* [What is required]
Write the next passage of the post reviewing the book Citizen Cyborg, beginning right after its final sentence.

* [Page text]
○ ○ ○
I'll talk about the second part of the book, in the next post, this is enough for today :)

Is from this strong topic that Huges starts his discussion about the "world to come", a new prospect on science focused on the progressive improvment of humankind through technology.
Citizen Cyborg is divided in 3 main sections, each one compsed of some chapters: Tools For A Better You, The New Biopolitical Landscape and Freedom And Equality Among The Cyborgs.
In the first part he analyzes what we could be able to do for people with congenital abnormalities: there's a huge chance to prevent these kind of birth, not only with abortion (eugenics is not a bad idea at all, there no reason to give birth to people who will be unhappy or affected by disabilities - if they would be able to choose, what would they choose?) but even with pre-genetic therapies that change parents' sperm or eggs, or the early embryo (germline therapies). "Besides, a shortcut around some of the safety and ethical objections to germline therapies comes from artificial chromosomes", Huges says, which can be turned on and off at will.
Moreover, he is writing about modafanil, the new treatment for narcolepsy sold as Provigil, that permits people to perform at a peak of attention with just a couple hours of sleep for days at a time, without the side effects, and other issues as prospects for gender modification.
In the "Living Longer" chapter he's talking about the convergence of seven biotechlogies which will allow us to achieve indefinite life spans by the middle of this century and the impact of Nanotechnology on the aging process.
○ ○ ○
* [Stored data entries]
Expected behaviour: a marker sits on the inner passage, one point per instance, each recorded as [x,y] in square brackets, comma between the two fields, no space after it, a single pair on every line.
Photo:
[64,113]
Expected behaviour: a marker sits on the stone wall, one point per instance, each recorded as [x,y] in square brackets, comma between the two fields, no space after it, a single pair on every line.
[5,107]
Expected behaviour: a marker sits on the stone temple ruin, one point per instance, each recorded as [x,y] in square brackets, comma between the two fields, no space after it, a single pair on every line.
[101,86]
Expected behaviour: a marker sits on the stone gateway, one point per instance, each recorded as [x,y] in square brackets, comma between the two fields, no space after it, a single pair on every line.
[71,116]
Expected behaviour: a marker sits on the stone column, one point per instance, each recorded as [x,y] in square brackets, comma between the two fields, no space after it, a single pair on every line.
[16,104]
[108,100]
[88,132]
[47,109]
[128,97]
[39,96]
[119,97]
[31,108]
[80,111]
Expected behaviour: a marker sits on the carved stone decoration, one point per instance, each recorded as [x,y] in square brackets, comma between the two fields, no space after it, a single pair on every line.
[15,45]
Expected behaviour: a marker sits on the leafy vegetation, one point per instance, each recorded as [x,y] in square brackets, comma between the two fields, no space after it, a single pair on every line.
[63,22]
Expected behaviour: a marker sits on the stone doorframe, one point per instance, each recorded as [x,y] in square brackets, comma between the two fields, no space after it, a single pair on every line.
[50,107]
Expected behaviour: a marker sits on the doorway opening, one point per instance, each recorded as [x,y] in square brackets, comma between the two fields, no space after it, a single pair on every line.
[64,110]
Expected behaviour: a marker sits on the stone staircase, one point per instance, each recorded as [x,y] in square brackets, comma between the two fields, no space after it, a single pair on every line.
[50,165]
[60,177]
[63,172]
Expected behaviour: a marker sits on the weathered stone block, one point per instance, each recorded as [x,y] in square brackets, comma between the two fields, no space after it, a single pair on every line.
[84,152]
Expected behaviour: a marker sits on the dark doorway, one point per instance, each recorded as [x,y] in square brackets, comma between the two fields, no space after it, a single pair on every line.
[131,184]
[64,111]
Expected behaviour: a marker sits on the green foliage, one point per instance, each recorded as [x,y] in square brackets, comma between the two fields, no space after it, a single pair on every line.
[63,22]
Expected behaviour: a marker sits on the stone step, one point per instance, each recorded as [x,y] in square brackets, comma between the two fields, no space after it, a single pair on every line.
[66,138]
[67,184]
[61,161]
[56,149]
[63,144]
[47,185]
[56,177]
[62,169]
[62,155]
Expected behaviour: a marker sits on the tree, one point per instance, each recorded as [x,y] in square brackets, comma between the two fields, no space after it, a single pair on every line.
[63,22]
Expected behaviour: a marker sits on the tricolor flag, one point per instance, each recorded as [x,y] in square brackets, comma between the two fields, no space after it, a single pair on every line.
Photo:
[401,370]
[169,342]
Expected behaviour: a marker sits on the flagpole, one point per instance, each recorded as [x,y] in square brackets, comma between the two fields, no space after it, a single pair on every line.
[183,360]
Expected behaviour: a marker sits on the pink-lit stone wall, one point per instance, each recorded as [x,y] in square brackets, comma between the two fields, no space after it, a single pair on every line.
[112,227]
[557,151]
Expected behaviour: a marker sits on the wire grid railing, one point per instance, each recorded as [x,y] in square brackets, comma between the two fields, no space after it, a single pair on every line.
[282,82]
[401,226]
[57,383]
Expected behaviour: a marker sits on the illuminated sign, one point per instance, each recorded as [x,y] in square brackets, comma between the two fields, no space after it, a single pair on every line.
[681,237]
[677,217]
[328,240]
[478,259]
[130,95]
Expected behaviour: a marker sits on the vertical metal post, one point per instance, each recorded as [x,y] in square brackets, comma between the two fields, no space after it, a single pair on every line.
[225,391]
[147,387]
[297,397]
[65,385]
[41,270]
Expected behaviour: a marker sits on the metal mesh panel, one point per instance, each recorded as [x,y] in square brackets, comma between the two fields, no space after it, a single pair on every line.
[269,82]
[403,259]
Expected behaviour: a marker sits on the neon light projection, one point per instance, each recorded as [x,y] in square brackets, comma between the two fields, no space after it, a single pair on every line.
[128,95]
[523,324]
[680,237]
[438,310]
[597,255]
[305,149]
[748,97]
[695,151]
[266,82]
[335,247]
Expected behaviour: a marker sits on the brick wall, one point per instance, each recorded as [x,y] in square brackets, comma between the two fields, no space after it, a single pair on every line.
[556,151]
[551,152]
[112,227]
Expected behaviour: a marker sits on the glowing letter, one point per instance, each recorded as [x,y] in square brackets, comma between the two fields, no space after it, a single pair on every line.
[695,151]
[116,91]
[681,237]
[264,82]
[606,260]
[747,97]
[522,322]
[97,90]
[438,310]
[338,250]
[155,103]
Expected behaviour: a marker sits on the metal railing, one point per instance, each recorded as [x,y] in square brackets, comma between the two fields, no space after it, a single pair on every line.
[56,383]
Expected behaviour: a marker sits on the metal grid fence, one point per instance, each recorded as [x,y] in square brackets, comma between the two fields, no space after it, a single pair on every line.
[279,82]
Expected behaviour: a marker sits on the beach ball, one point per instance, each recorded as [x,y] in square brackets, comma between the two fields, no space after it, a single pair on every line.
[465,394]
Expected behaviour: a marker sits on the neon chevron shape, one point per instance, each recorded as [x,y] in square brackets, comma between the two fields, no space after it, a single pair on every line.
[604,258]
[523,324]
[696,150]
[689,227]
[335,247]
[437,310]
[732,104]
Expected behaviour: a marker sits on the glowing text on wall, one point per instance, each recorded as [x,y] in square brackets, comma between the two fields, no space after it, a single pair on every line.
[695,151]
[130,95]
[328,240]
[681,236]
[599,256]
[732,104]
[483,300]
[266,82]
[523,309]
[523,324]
○ ○ ○
* [Written answer]
On this topic he says "Francis Fukuyama writes on his book Our Posthuman Future (soon reviewed in 5inDUSTries - ndGatsu) that life extension will lead to rigid, risk-adverse societies, ruled by slowly decaying seniors ogling the shrinking number of young bodies [...] All possible, but none of it different from the changes we have already seen in the last century. Because of longer lives and changing family structures in the twentieth century we had to invent nursing care system, and some children have to wait until they are 60 to get their inheritance [...] but we have adapted, and we didn't tell anybody they weren't allowed any more medicine after the age of 80 because that was the natural limit to life. We didn't tell people in the developing world they weren't allowed to have medical technology because they were living too long given their overpopolation". The issues of rich people able to "buy more life than poorer ones" is also discussed in a - almost - convincing way.
In this first part of the book, intelligence amplification through biotechnology and "upgrades" available on the market are discussed too. On this topic Huges claims: "Securing our rights to become the most that we can be will require not only a fight for our individual rights to use technology to control our own brains, but also a fight to ensure universal access to intelligence-amplifying techonology". On this point I'm a little bit uncertain, but I'll discuss this later.